**Directions for this task**
Continue the review of the Korean film Typhoon from where it stops, picking up after its last sentence.

**Excerpted passage**
————

Films teach us lessons - about morality, about determination, about the human condition. They also teach lessons indirectly, as in the case of the Korean big budget flick Typhoon. The morale of the story? Money isn't everything. And no, I'm not referring to plot points here; This bombastic, boring-as-hell action flick shows that a huge budget isn't much without immediacy, without purpose, behind spending that green. What results from this North / South Korean political misfire is a visually appealing effort, yet it doesn't make its audience care worth a lick about the twisted nature of the conflicts at hand.
Modern-day Pirate Sin (Jang Dong-gun) has a thirst for revenge, one that's been unsatisfied for decades. The North / South Korean conflict caused his family great turmoil during his childhood, manifesting some mental damage that has festered in the rogue's mind for countless years. In retaliation, along with pure malice for the world within his heart, he plots to intercept and "redirect" a shipment of lethal weapons sent to Korea for conflict purposes from the United States. Ah, but here to say the day is military pretty boy Sejong (Lee Jung-Jae), embodying a stark reminiscence to Tom Cruise in Top Gun as he accepts his dangerous mission. Both lead characters carry different forms of charisma, Sin falling into the wild, yet earnest, dynamic while Sejong keeps his stern, stoic Boy Scout charm.
It's a shame that Typhoon doesn't hold near the same kind of bravura as its leads Jang Dong-gun and Lee Jung-Jae. Kwak Kyung-Taek's film construes viewer interest quickly once the undammed lines of political context try to "smarten" up a straightforward concept and make it into a gallant display of Korean patriotism. Layers upon layers and complications upon complications arise, all about as clear in tone as the face of a coin covered in mud. The gist that we need from this conflict surfaces, though, and it's enough to run with as the tensions tries to escalate around the pirates' efforts at mass nuclear destruction. To give it the benefit of the doubt, the film does attempt to pull together a bushel of thematic conflict that revolves around the current Korean rumblings within its rough-and-tumble narrative of hindered tension.

————

**Dataset records**
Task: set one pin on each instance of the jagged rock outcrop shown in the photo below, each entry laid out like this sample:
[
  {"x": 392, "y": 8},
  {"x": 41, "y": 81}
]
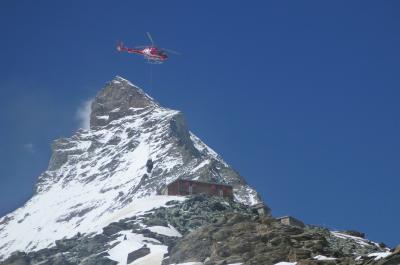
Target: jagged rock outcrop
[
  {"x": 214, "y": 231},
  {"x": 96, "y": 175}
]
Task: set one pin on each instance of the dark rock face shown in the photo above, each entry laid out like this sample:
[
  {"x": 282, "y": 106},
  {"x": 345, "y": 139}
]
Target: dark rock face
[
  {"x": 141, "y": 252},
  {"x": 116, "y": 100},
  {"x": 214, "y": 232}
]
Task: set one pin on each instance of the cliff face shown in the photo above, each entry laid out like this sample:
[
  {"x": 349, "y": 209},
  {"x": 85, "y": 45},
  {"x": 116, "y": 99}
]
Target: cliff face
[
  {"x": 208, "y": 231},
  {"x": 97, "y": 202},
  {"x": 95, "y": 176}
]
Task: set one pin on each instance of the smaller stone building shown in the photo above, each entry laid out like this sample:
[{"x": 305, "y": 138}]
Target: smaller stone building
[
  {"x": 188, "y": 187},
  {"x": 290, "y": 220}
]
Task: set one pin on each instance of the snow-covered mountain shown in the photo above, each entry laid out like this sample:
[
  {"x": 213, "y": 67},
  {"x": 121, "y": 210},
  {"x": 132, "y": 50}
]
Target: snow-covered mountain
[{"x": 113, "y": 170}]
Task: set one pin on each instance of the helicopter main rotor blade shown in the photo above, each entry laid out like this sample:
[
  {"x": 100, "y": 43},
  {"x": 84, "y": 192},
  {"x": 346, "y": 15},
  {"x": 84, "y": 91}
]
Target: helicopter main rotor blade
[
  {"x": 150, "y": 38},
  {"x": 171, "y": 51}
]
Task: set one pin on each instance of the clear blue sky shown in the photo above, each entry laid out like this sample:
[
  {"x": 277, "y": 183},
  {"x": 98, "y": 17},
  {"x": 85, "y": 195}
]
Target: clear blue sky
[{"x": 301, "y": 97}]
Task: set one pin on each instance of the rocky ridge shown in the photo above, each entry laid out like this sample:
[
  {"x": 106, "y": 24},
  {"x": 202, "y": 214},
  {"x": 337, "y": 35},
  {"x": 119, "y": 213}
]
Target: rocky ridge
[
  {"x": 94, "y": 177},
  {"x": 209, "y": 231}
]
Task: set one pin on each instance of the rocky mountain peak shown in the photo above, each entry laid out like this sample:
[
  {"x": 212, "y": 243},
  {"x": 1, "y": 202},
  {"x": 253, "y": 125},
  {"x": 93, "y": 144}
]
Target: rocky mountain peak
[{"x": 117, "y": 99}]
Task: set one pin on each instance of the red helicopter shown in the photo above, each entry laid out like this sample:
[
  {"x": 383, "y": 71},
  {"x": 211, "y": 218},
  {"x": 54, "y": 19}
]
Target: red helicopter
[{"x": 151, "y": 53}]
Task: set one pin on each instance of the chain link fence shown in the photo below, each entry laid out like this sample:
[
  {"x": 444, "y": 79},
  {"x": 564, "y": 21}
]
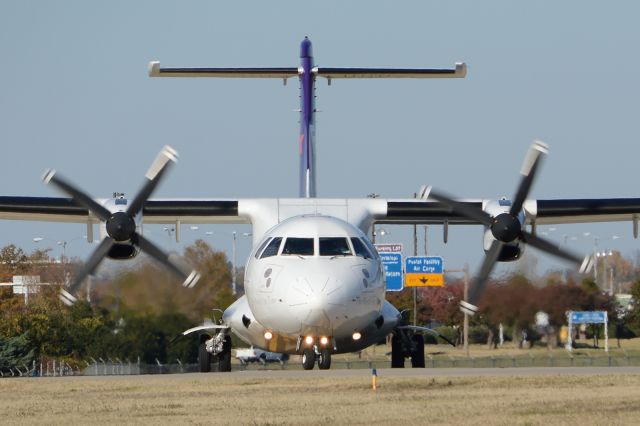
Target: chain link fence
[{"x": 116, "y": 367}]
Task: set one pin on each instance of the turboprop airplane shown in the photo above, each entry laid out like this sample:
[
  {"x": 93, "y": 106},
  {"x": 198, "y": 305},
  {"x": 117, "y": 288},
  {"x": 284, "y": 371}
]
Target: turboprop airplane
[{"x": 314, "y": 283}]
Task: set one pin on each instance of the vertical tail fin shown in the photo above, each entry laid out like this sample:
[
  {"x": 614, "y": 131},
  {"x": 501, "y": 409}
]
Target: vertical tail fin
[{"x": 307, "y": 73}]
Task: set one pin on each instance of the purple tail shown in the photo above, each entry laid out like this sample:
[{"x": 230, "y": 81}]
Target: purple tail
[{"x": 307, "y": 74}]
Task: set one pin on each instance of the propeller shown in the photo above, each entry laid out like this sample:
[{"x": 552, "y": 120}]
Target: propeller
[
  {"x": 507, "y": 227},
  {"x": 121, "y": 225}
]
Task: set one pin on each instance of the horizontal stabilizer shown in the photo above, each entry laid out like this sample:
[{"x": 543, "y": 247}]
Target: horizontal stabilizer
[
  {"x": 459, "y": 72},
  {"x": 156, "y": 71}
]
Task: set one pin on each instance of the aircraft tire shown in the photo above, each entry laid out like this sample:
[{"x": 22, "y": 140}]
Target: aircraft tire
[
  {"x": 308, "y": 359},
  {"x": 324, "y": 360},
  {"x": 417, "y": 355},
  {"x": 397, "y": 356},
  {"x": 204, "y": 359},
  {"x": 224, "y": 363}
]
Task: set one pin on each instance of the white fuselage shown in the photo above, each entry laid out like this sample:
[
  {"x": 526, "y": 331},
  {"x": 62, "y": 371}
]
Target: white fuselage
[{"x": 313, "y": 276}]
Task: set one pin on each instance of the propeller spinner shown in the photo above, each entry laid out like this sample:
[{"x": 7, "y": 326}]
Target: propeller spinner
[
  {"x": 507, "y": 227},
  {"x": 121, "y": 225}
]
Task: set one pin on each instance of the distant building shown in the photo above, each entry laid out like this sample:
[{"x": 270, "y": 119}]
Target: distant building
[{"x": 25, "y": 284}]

————

**Result of this exercise**
However, there's so much movie packed within its bloated 125-minute runtime that it can be overwhelming - to such a degree that the excitement drains out of Typhoon. Our protagonist / antagonist conflict gets everything positioned properly for a gravitational clash between the two forces, but it neglects to ignite that spark underneath its multitude of complexities. The film's nature follows neither style nor substance, yet there isn't anything absolutely wrong with its fumbled efforts. As it stands with its stilted attempts at political messages, uninspiring aesthetic conception, and underused performances, Kwak Kyung-Taek's film operates a lot like a fried power strip with way too many outlets filled up. Though it looks like everything should click and get the juices flowing, it just fizzles and stops sending energy to its components.
Typhoon still marks a milestone for Korean big-budget films, clocking in at around the equivalent of $15 million as it fuels explosions, boat chases, stunts, and other wacky high-dollar nonsense. I'm reminded of the hoopla behind Musa the Warrior, the martial arts epic that boasted an at-the-time highest budget for a Korean film at $8 million in 2001. There's a stark difference between it and Typhoon, other than the obvious period differences; Musa really used every dollar of its higher budget, resulting in a brutal, engaging period adventure with a nice undercurrent of analytical themes about society. Typhoon, instead of coming across as a low-budget film utilizing the tools of a higher dollar amount, feels like its resources were underused and lacked the momentum to keep the narrative going. In ways, it even seems less intricately achieved than some films with a tenth of the bank behind their tricks.
Execution is Typhoon's real problem; it has fine ideas along with its entire artillery of cinematic weapons to assault an audience with - and we see them, in plain sight, during the film. There could be emotion, there could be explosive action, and there could be that unbearable tension in a 24-esque fashion where everything clicks together into a chaotic web around a quasi-apocalyptic threat. However, after enduring lackluster choices in style and tone, watching the climax come crashing down like the force of nature that the title spawns from was a welcome and prolonged event. To generalize my reaction, the political and patriotic themes present in Typhoon weren't enough to counterbalance the insurmountable boredom the rest of the film's action-based "resources" weighed upon me. It has its popcorn action moments, but not nearly enough to rescue this heavy sinker.
Typhoon is presented from Genius Products in their now commonplace import packages that contain an standard keepcase presentation with a matching slipcover and discart.
Once again, Genius Products gives us a fairly solid CJ Entertainment-based anamorphic widescreen preserving the 2.35:1 widescreen ratio of Typhoon's theatrical distribution. The print generally looks very good, displaying very lenient levels of grain and color saturation. One issue I noticed in several points throughout the film, however, is that some of the hues lean a shade towards the pink side. Some skin shading looks a bit red, while solid white elements appeared with a rosy tinge. Still, a majority of the transfer exhibits great detail work, solid usage of both icy and umber palettes, as well as competent shadow details. It's more three-dimensional than some of Genius' recent transfers, but also shows a bit more digital grain. This is a satisfactory transfer, but not without a few hiccups along the way.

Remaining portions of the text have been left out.